*REQUIRED WORK*
Provide the records once more, identical to the original.

*Stored records*

-- -- --

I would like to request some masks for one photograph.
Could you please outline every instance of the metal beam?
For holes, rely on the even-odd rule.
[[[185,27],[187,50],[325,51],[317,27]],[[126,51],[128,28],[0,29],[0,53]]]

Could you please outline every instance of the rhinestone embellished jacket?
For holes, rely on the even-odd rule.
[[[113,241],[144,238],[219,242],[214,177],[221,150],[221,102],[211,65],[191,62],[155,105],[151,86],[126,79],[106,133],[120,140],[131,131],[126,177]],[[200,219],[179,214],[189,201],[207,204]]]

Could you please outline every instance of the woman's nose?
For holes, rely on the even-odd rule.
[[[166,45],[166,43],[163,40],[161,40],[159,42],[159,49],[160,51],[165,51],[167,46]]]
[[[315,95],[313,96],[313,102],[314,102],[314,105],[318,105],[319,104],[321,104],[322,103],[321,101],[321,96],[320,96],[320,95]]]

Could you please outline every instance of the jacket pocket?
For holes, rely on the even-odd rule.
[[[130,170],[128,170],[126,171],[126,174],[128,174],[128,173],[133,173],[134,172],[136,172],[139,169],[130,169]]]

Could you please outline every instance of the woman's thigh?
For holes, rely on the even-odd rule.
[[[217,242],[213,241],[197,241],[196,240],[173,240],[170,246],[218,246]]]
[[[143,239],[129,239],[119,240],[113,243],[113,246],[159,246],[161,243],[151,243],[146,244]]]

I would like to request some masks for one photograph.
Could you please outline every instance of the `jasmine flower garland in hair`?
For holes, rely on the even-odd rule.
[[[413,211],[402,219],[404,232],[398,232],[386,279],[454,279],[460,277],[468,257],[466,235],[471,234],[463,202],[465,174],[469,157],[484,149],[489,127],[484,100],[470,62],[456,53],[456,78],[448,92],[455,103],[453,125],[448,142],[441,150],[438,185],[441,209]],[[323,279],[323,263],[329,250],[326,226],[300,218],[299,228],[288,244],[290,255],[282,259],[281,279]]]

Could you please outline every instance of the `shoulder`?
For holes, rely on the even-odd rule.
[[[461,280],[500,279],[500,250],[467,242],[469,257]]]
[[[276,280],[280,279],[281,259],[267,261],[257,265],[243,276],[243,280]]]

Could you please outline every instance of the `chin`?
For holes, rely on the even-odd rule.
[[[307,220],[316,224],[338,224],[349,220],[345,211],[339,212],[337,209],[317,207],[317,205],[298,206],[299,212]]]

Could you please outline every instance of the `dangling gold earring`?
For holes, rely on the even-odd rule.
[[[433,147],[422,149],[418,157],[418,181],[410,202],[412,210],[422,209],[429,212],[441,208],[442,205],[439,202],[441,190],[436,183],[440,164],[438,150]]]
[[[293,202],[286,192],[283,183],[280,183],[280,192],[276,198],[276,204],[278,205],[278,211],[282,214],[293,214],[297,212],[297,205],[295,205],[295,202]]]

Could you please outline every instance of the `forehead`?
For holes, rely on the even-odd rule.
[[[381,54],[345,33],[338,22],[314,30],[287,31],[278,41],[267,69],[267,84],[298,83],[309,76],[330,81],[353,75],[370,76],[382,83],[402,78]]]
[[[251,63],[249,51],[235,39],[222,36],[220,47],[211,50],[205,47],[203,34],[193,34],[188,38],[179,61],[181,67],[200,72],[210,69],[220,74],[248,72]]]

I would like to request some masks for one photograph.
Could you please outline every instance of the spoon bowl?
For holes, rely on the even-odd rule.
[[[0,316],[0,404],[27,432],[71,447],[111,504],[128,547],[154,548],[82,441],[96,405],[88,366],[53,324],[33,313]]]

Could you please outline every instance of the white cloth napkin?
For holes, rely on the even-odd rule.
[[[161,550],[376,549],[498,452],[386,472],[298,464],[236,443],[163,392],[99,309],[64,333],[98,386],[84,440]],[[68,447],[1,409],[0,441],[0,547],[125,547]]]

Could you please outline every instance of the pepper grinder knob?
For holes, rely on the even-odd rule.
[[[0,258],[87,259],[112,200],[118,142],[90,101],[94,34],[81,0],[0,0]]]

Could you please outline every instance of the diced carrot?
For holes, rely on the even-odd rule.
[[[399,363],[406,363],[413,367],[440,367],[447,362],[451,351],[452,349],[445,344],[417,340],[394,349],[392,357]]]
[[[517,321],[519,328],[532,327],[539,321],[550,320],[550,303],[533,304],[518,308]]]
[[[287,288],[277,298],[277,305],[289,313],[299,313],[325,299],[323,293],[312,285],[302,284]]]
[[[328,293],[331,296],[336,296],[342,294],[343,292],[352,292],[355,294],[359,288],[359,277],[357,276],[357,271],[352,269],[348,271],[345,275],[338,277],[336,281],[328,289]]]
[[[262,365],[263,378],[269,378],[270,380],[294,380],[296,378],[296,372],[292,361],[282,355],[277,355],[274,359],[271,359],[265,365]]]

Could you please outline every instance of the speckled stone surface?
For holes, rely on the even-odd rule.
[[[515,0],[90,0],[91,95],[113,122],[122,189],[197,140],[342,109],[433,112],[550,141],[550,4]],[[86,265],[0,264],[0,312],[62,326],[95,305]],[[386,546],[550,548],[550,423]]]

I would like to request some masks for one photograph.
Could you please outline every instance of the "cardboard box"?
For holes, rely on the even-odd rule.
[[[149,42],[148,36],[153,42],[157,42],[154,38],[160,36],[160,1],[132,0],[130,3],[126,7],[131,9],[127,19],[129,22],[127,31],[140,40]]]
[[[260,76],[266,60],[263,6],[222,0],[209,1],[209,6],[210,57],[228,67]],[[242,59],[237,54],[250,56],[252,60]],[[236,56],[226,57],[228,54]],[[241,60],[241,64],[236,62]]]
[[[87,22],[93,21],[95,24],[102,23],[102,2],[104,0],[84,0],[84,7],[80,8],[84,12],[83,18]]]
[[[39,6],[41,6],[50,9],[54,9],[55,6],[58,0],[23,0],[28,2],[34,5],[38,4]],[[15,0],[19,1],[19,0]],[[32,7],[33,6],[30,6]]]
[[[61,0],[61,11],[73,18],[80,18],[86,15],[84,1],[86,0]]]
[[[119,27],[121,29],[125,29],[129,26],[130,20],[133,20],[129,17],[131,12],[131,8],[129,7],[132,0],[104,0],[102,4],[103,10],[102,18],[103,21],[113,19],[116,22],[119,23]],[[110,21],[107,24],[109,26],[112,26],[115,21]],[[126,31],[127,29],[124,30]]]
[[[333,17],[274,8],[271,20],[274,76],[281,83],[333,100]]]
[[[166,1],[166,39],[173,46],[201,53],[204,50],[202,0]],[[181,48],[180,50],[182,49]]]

-- -- --

*FINAL ANSWER*
I would like to request some masks for one photograph.
Could you please outline every instance of the metal beam?
For holes, rely on the even-odd rule.
[[[185,27],[187,50],[325,51],[317,27]],[[126,51],[128,28],[0,29],[0,53]]]

Could you please outline every instance of the rhinestone embellished jacket?
For holes, rely on the even-odd rule.
[[[113,241],[144,238],[219,242],[214,177],[221,150],[221,102],[211,65],[191,62],[155,105],[151,86],[126,79],[106,133],[120,140],[131,131],[126,177]],[[200,219],[179,214],[189,201],[207,204]]]

Could you please outline every instance of the woman's nose?
For holes, rely on the even-odd rule.
[[[166,45],[166,43],[163,40],[161,40],[159,42],[159,49],[160,51],[165,51],[167,46]]]
[[[315,95],[313,96],[313,102],[314,102],[314,105],[318,105],[319,104],[321,104],[322,103],[321,101],[321,96],[320,96],[320,95]]]

Could you please outline every instance of the jacket pocket?
For holes, rely on the even-odd rule.
[[[130,170],[128,170],[126,171],[126,174],[128,174],[128,173],[133,173],[134,172],[136,172],[139,169],[130,169]]]

Could you please outline every instance of the woman's thigh?
For holes, rely on the even-odd rule.
[[[217,242],[213,241],[197,241],[196,240],[173,240],[170,246],[218,246]]]
[[[143,239],[129,239],[119,240],[113,243],[113,246],[159,246],[161,243],[151,243],[146,244]]]

I would like to request some masks for one photograph.
Could you please outline every instance of the `jasmine flower garland in hair`?
For holes, rely on the even-odd rule.
[[[413,211],[402,219],[404,232],[398,232],[386,279],[454,279],[460,277],[468,257],[466,235],[471,234],[463,202],[465,174],[469,157],[484,149],[489,127],[484,100],[470,62],[456,53],[456,78],[448,92],[455,103],[453,125],[448,142],[441,150],[438,185],[441,209]],[[323,279],[323,263],[329,250],[326,226],[300,218],[299,228],[288,244],[290,255],[282,259],[281,279]]]

Could you please outline every instance of the `shoulder`?
For holes, rely on the even-odd rule.
[[[461,280],[500,279],[500,250],[467,242],[469,257]]]
[[[276,280],[280,279],[281,259],[267,261],[257,265],[243,276],[243,280]]]

Could you please outline every instance of the `chin`?
For holes, rely on the even-odd rule.
[[[307,220],[316,224],[338,224],[349,220],[345,211],[339,212],[337,209],[317,207],[317,205],[298,206],[299,212]]]

Could you please outline every instance of the `dangling gold earring`?
For holes, rely on the even-odd rule.
[[[433,147],[422,149],[418,157],[418,181],[410,202],[412,210],[422,209],[429,212],[441,208],[442,205],[439,202],[441,190],[436,183],[440,164],[438,150]]]
[[[293,202],[286,192],[283,183],[280,183],[280,192],[276,198],[276,204],[278,205],[278,211],[282,214],[293,214],[297,212],[297,205],[295,205],[295,202]]]

Could you please outline every instance of the `forehead`?
For holes, rely on the even-odd rule.
[[[381,54],[345,33],[338,22],[314,30],[287,31],[278,41],[267,69],[267,84],[298,83],[309,76],[330,81],[353,75],[370,76],[382,83],[402,78]]]
[[[251,63],[249,51],[235,39],[222,36],[220,47],[211,50],[205,47],[203,34],[193,34],[188,38],[179,61],[181,67],[200,72],[210,69],[220,74],[248,72]]]

I would like to request some masks for one photograph.
Could you please outline every instance of the spoon bowl?
For holes, rely on the even-odd rule.
[[[0,316],[0,404],[27,432],[71,447],[111,504],[128,547],[154,548],[82,441],[96,405],[88,366],[53,324],[33,313]]]

Could you please outline every instance of the white cloth napkin?
For holes, rely on the even-odd rule.
[[[161,550],[376,549],[498,452],[386,472],[298,464],[236,443],[163,392],[99,309],[64,333],[98,386],[84,440]],[[68,447],[1,409],[0,441],[0,547],[125,547]]]

Could you please outline every instance of the pepper grinder knob?
For holes, rely on the even-odd rule.
[[[0,258],[87,259],[112,200],[118,142],[90,101],[94,34],[81,0],[0,0]]]

Could you please outline every instance of the diced carrot?
For holes, rely on the even-odd rule.
[[[399,363],[406,363],[413,367],[440,367],[447,362],[451,351],[452,349],[445,344],[417,340],[394,349],[392,357]]]
[[[517,321],[519,328],[532,327],[539,321],[550,320],[550,303],[533,304],[518,308]]]
[[[287,288],[277,298],[277,305],[289,313],[299,313],[325,299],[323,293],[312,285],[302,284]]]
[[[328,293],[331,296],[336,296],[342,294],[343,292],[352,292],[355,294],[359,288],[359,277],[357,276],[357,271],[352,269],[348,271],[345,275],[338,277],[336,281],[328,289]]]
[[[262,365],[263,378],[269,378],[270,380],[294,380],[296,378],[296,372],[292,361],[282,355],[277,355],[274,359],[271,359],[265,365]]]

Could you please outline every instance of the speckled stone surface?
For holes, rely on the even-odd rule.
[[[515,0],[90,0],[91,95],[113,122],[122,189],[197,140],[342,109],[433,112],[550,141],[550,4]],[[86,265],[0,264],[0,312],[62,326],[95,305]],[[386,546],[550,548],[550,423]]]

I would like to request some masks for one photograph.
Could you please outline every instance of the "cardboard box"?
For holes, rely on the even-odd rule.
[[[149,42],[148,36],[153,42],[157,42],[154,38],[160,36],[160,1],[132,0],[130,3],[126,7],[131,9],[127,19],[129,22],[127,31],[140,40]]]
[[[260,76],[266,60],[263,6],[222,0],[209,1],[209,6],[210,57],[228,67]],[[242,59],[237,54],[250,56],[252,60]],[[236,56],[226,57],[228,54]],[[241,60],[241,64],[236,62]]]
[[[87,22],[93,21],[95,24],[102,23],[102,2],[104,0],[84,0],[84,7],[80,8],[84,12],[83,18]]]
[[[39,6],[41,6],[50,9],[54,9],[55,6],[58,0],[23,0],[28,2],[34,5],[38,4]],[[15,0],[19,1],[19,0]],[[32,7],[33,6],[30,6]]]
[[[61,0],[61,11],[73,18],[80,18],[86,15],[84,1],[86,0]]]
[[[119,27],[121,29],[125,29],[129,26],[130,20],[133,20],[129,17],[131,12],[131,8],[129,7],[132,0],[104,0],[102,4],[103,10],[102,18],[103,21],[113,19],[116,22],[119,23]],[[110,21],[107,24],[109,26],[112,26],[115,21]],[[126,31],[127,29],[124,30]]]
[[[333,17],[274,8],[271,20],[274,76],[281,83],[333,100]]]
[[[166,1],[166,39],[173,46],[201,53],[204,50],[202,0]],[[181,48],[180,50],[182,49]]]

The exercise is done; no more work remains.